Tarefa proposta 1:
Responda com base no trecho:
(a) Quem interpôs o recurso analisado pelo TJSP?
(b) Em que patamar o juízo de primeiro grau reduziu a reprimenda na terceira fase de aplicação da pena?
(c) Quais dispositivos da Lei n. 11.343/2006 o Supremo Tribunal Federal declarou inconstitucionais?

Trecho selecionado:
- - - - -

Ademais, observo que o TJSP, ao analisar recurso interposto exclusivamente pela defesa, acresceu fundamentação para manter a desvaloração das consequências do crime - "o fato de que o acusados tomaram providências para melhor disfarçar suas atividades ilícitas, cobrindo as cargas e armazenando os produtos em local distante; vinham praticando o delito com habitualidade, receberam e ocultaram grande quantidade e variedade de mercadoria, de elevado valor comercial, e, ainda, tentaram incutir a culpa em uma das vítimas de seus ilícitos" -, em evidente violação ao princípio da non reformatio in pejus . Nessa linha:

"HABEAS CORPUS. CONSTITUCIONAL. PENAL. TRÁFICO DE ENTORPECENTE. SENTENÇA CONDENATÓRIA. PEDIDO DE APLICAÇÃO DA CAUSA DE DIMINUIÇÃO EM PATAMAR MÁXIMO. AUSÊNCIA DE FUNDAMENTAÇÃO NA SENTENÇA. PROCEDÊNCIA. SUBSTITUIÇÃO DA PENA PRIVATIVA DE LIBERDADE POR RESTRITIVA DE DIREITOS: POSSIBILIDADE. ORDEM CONCEDIDA. 1. Na terceira fase de aplicação da pena, o juízo de primeiro grau reduziu a reprimenda em seu patamar intermediário, um meio, sem qualquer fundamentação, razão pela qual se deve aplicar a causa de diminuição em seu patamar máximo, ou seja, dois terços. 2. Não competia ao Tribunal de Justiça de Minas Gerais, em recurso exclusivo da defesa, complementar a sentença para acrescentar fundamento novo, não utilizado pelo juízo de primeiro grau, a fim de justificar a menor diminuição da pena. Essa decisão acabou por gerar reformatio in pejus. 3. O Supremo Tribunal Federal assentou serem inconstitucionais os arts. 33, § 4º, e 44, caput, da Lei n. 11.343/2006, na parte em que vedavam a substituição da pena privativa de liberdade por restritiva de direitos em condenação pelo crime de tráfico de entorpecentes ( HC 97.256, Rel. Min. Ayres Britto, sessão de julgamento de 1º.9.2010, Informativo/STF 598). 4. Ordem concedida." ( HC 105768, Rel. Cármen Lúcia, Primeira Turma, DJe 01.06.2011).

- - - - -

Dados fornecidos:
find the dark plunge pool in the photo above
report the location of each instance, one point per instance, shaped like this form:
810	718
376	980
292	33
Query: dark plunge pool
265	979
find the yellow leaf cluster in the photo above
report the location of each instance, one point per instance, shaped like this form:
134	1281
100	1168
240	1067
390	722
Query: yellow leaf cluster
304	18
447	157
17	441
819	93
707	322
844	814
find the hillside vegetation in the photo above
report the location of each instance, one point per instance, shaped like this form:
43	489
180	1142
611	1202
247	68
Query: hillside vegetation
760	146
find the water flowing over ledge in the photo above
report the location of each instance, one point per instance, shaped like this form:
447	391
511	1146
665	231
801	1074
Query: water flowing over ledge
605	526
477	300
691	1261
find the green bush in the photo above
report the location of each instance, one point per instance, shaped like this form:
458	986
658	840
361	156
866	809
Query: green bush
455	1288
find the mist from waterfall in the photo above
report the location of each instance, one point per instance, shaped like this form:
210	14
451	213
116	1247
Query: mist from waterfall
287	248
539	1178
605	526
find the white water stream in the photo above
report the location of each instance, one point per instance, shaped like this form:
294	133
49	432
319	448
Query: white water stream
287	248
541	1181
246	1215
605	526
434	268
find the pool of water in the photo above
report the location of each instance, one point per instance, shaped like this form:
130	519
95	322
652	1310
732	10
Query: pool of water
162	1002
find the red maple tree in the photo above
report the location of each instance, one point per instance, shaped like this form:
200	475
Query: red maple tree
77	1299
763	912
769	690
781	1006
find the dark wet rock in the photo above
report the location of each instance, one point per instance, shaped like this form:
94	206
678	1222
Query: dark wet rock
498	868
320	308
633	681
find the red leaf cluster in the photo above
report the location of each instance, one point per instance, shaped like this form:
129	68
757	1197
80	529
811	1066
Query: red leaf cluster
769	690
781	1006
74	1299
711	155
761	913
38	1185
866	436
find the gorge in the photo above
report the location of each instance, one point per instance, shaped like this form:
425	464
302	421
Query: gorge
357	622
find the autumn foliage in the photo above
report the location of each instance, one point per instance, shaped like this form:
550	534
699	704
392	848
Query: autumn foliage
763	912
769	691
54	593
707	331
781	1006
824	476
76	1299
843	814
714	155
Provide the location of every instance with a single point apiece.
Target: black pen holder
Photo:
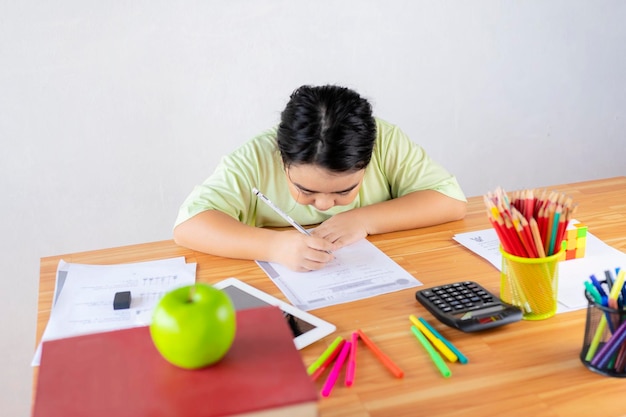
(604, 344)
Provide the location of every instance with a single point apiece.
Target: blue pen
(598, 286)
(598, 299)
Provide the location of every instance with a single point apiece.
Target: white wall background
(111, 111)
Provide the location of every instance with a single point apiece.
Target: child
(328, 163)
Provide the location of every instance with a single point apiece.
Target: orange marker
(393, 368)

- - - - -

Tarefa proposta 2: Selecione na listagem cada linha em que aparece a palavra "from".

Resposta 1:
(a) Exclusivamente a defesa.
(b) Em seu patamar intermediário, um meio.
(c) Os arts. 33, § 4º, e 44, caput, na parte em que vedavam a substituição da pena privativa de liberdade por restritiva de direitos.

Resposta 2:
find the mist from waterfall in the photo above
Query: mist from waterfall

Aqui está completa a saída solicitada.